Was zu tun ist: Filtere bitte aus den Daten unten jede Zeile heraus, in der das Wort „desk“ vorkommt, und gib diese Zeilen unverändert wieder.

Arbeitsdaten:

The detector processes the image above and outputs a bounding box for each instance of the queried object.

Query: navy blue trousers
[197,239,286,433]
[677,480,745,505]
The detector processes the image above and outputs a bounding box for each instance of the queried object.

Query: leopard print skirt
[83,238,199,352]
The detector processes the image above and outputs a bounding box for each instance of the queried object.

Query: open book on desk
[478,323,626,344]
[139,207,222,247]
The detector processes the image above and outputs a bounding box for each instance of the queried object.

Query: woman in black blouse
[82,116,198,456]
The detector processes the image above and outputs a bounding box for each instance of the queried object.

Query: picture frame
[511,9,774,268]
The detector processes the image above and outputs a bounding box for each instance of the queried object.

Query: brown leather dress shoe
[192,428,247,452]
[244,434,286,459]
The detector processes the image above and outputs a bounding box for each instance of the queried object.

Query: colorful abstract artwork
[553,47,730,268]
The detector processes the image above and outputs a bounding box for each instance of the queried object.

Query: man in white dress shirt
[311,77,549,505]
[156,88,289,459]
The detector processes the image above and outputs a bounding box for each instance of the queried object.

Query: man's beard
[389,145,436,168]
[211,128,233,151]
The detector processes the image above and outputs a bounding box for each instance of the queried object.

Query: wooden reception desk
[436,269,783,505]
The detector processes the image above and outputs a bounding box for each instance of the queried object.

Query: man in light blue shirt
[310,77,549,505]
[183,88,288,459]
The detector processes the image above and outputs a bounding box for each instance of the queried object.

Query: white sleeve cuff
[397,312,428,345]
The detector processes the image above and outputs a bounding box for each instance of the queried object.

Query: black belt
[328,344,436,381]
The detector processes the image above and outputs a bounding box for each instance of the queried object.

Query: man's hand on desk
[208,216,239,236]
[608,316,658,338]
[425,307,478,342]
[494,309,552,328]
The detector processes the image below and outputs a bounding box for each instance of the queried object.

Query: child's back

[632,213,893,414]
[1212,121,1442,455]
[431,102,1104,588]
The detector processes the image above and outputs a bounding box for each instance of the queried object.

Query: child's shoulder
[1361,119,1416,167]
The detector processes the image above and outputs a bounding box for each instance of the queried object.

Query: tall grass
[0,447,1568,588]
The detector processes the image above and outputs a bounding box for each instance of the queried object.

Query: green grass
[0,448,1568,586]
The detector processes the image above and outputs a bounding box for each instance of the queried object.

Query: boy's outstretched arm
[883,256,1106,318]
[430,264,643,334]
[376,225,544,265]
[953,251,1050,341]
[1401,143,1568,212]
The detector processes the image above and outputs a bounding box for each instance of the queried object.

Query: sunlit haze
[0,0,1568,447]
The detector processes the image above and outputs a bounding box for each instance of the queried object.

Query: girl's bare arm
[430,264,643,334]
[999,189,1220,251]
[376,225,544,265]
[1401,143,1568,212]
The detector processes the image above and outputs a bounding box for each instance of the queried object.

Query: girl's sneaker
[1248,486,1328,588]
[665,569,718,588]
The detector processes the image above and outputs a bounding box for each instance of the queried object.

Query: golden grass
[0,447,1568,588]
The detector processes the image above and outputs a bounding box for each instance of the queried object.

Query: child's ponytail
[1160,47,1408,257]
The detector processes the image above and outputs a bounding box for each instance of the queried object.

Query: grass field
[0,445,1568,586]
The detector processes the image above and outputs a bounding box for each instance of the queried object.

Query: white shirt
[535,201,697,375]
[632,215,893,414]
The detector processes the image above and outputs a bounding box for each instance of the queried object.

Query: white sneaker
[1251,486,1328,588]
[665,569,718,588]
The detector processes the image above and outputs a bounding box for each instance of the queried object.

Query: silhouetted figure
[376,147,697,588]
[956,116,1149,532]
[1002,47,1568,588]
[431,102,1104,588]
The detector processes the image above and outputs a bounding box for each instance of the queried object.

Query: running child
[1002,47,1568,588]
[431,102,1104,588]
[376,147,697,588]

Ergebnis der Aufgabe:
Query: open book on desk
Query: wooden reception desk
Query: man's hand on desk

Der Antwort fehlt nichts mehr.